EXERCISE DETAILS> Write out the records from the start through the line containing "[[[150,56],[137,56],[127,62],[103,92],[150,92]]]", swapping "grass" for "lawn" and keeping everything else unchanged.
....
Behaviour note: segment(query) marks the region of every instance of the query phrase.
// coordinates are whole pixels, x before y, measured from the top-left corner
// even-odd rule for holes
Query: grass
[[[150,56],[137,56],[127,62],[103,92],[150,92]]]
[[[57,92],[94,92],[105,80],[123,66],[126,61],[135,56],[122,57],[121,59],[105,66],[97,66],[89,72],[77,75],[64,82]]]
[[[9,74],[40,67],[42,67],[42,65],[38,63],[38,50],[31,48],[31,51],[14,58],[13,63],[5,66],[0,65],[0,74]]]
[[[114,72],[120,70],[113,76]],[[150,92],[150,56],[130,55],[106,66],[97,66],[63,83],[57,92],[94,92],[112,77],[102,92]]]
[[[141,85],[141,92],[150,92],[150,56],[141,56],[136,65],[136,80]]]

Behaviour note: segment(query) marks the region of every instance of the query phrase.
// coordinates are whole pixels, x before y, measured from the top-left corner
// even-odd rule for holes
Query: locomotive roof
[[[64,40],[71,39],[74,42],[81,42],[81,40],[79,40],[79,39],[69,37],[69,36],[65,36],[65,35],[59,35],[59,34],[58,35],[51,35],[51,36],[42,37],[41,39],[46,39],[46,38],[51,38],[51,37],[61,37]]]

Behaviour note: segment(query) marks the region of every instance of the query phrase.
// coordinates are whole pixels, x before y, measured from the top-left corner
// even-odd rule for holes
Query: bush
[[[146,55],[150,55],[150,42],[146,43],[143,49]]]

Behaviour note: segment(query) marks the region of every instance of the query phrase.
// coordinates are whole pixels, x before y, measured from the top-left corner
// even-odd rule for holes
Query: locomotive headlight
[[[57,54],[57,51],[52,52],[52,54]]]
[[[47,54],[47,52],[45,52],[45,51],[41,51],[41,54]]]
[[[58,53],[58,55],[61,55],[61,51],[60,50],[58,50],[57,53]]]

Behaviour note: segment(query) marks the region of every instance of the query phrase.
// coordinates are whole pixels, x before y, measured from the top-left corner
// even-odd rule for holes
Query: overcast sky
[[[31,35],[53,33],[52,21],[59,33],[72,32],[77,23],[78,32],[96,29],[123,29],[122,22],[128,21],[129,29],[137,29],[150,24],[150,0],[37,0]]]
....
REPLY TO THE EXERCISE>
Behaviour note: segment(query) marks the region of every instance of the query phrase.
// coordinates are whole pixels, x before y, measured from the top-left corner
// even-odd rule for holes
Query: lawn
[[[150,56],[137,56],[127,62],[103,92],[150,92]]]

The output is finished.